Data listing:
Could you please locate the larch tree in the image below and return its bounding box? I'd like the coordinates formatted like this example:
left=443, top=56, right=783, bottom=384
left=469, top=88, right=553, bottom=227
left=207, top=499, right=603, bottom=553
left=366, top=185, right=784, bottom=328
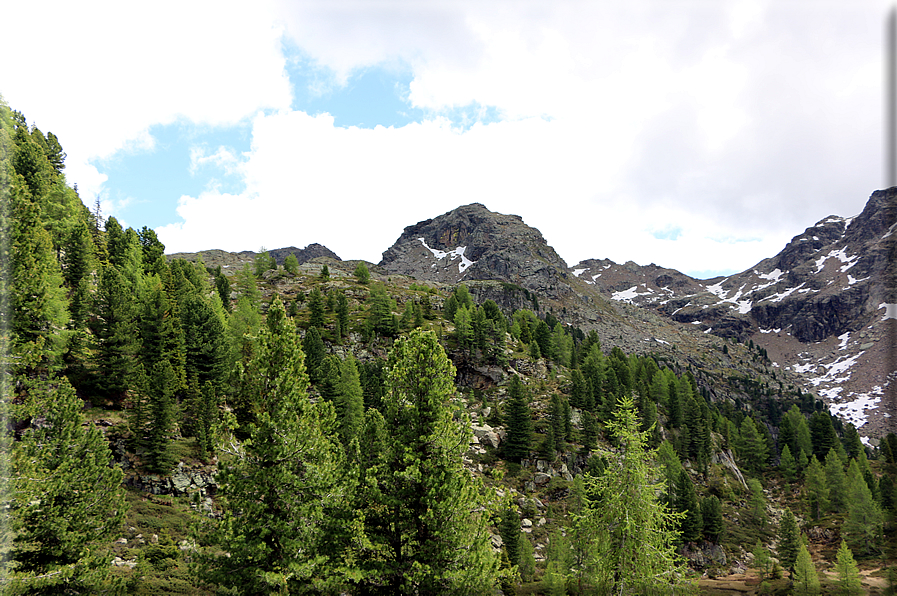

(Problem details): Lay out every line of the records as a Markdown table with the columns Row and Line, numbering each row and skipping blank lines. Leave the pictures out of your answer.

(Answer to the task):
| Row | Line |
|---|---|
| 1 | Could you please locate the larch tree in the image below and return its bounding box? I'd like the coordinates formatted like this example: |
| 2 | left=443, top=56, right=783, bottom=384 |
| 3 | left=469, top=88, right=553, bottom=227 |
| 4 | left=207, top=499, right=603, bottom=553 |
| 5 | left=366, top=185, right=784, bottom=328 |